Énoncé 1: Recopiez le passage du discours sur les collectivités de montagne qui commence par « I - En matière » et se poursuit jusqu'à « progresser en 2007. ».
Énoncé 2:
Répondez aux questions suivantes à partir du discours sur les collectivités de montagne :
(a) Qui est présenté comme le tout nouveau Président de l'ANEM ?
(b) Combien de principaux sujets l'orateur annonce-t-il vouloir évoquer ?
(c) Quel contrat est reconduit en 2007 ?
Énoncé 3: Prolongez le discours sur les collectivités de montagne à partir de sa dernière phrase.

━━━ Extrait proposé

Je suis heureux de saluer et de féliciter le tout nouveau Président de l'ANEM, Martial SADDIER et de rendre hommage à son prédécesseur, François BROTTES.
Je voudrais évoquer avec vous 4 principaux sujets :
- d'abord, dans le prolongement de votre table ronde de ce matin, la question des finances des collectivités de montagne ;
- en second lieu, je voudrais vous dire un mot du projet de loi relatif à la modernisation de la fonction publique territoriale ;
- quelques éléments de réflexion sur l'intercommunalité ;
- et, bien entendu, je ne partirai pas sans évoquer les questions relatives aux responsabilités particulières des maires des zones de montagne, y compris les sujets chers au Président Bonrepaux.

I - En matière de finances, je voudrais tout d'abord faire observer que le budget 2007 préserve les ressources des collectivités en général et reste particulièrement attentif aux zones de montagne.
Certains d'entre vous auront peut-être un sentiment de "déjà vu" s'ils ont eu l'occasion de m'entendre récemment dans une autre enceinte... Mais je crois que la reconduction du contrat de croissance, en 2007 - qui est un sujet à 1 Mdeuros - mérite que l'on s'y arrête.
1) Les dotations aux collectivités locales continueront donc de progresser en 2007.

━━━━━━
━━━ Données fournies

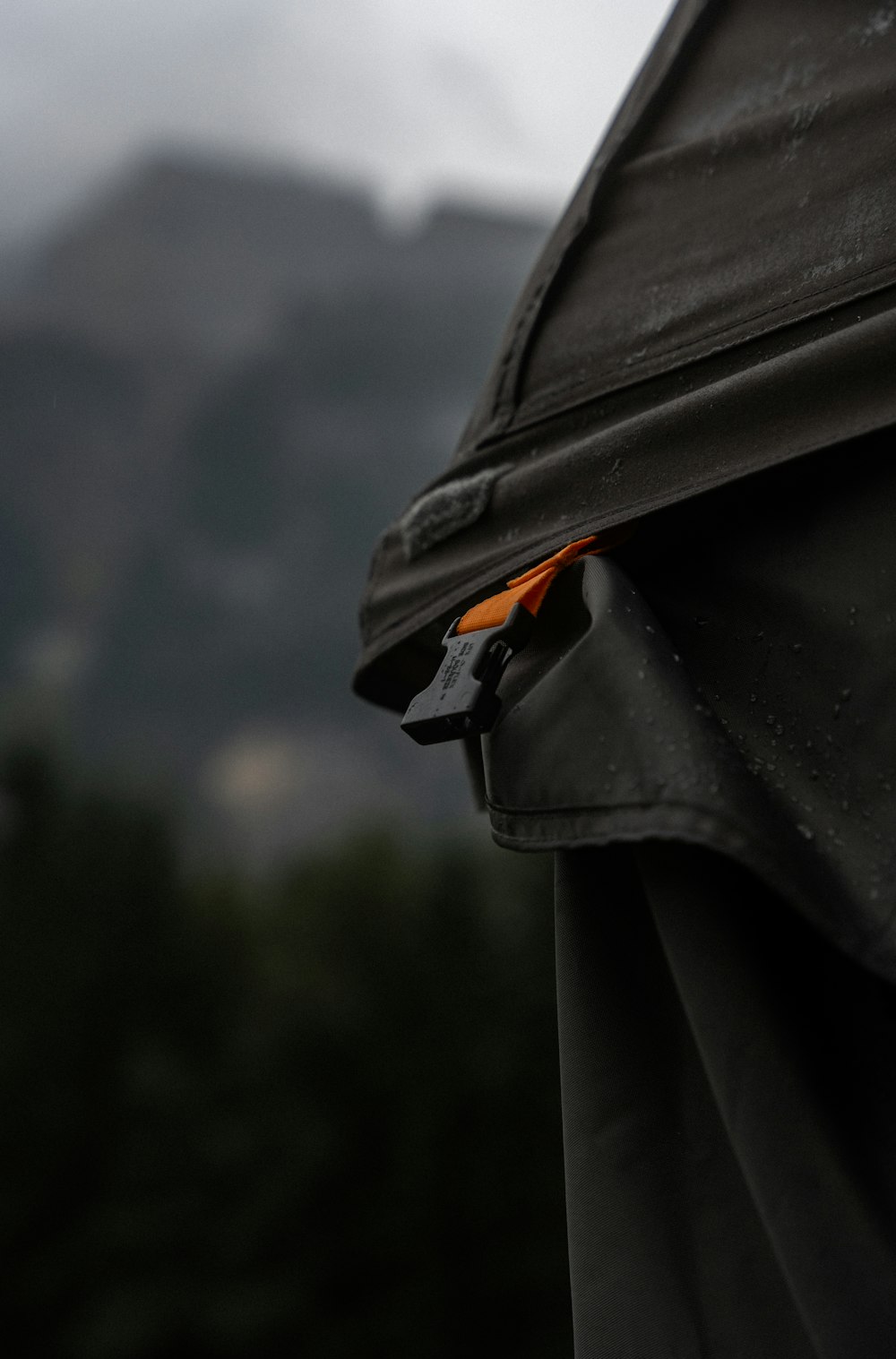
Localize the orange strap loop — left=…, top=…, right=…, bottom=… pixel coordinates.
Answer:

━━━━━━

Résultat attendu 1:
I - En matière de finances, je voudrais tout d'abord faire observer que le budget 2007 préserve les ressources des collectivités en général et reste particulièrement attentif aux zones de montagne.
Certains d'entre vous auront peut-être un sentiment de "déjà vu" s'ils ont eu l'occasion de m'entendre récemment dans une autre enceinte... Mais je crois que la reconduction du contrat de croissance, en 2007 - qui est un sujet à 1 Mdeuros - mérite que l'on s'y arrête.
1) Les dotations aux collectivités locales continueront donc de progresser en 2007.

Résultat attendu 2:
(a) Martial SADDIER.
(b) Quatre.
(c) Le contrat de croissance.

Résultat attendu 3:
L'effort de l'Etat en faveur des collectivités locales atteint désormais plus de 67 Mds euros. Si l'on y ajoute la fiscalité transférée et la fiscalité partagée, on dépasse le 80 Mds d'euros. Le soutien aux collectivités locales et le financement de la décentralisation constituent désormais le 1er budget de l'Etat.
Vous le savez, le gouvernement s'est fixé un engagement national de désendettement : ramener la dette de 66 % à 60 % du PIB à l'horizon 2010.
La question du maintien de ce contrat a donc été au coeur de la concertation engagée par le gouvernement avec les associations d'élus à la suite de la première réunion de la conférence nationale des finances publiques.
Le gouvernement s'est finalement rangé à la proposition du CFL de ne pas modifier le contrat de croissance pour 2007.
L'effort ainsi accompli par l'Etat en faveur des collectivités locales est remarquable et il l'est d'autant plus que l'Etat s'impose à lui-même une norme de croissance très stricte. Cet effort supplémentaire consenti par l'Etat en 2007 atteindra donc près d'1 Mdeuros.
L'essentiel de cette croissance bénéficiera à la DGF qui progressera de loi de finances à loi de finances de 2,55%.
Concrètement, les communes et leurs groupements connaîtront une augmentation de leur enveloppe de DGF de 542 Meuros, le gain net pour les départements sera de 286 Meuros et celui des régions de 127 Meuros.
2 ) Le second souci qui m'a animé est celui de l'équilibre entre les territoires.
La solidarité territoriale aura été tout au long de cette législature l'une des priorités majeures du gouvernement en matière de finances locales. Elle se sera traduite par un renforcement très net de la péréquation.
Les collectivités les plus défavorisées ont tiré, entre 2004 et 2006, le bénéfice des réformes structurelles engagées dès 2003.
A titre d'exemple, la péréquation régionale a augmenté en 2006 de 19,5 %. Pour les départements, la dotation de fonctionnement minimale a cru de 12,6 %.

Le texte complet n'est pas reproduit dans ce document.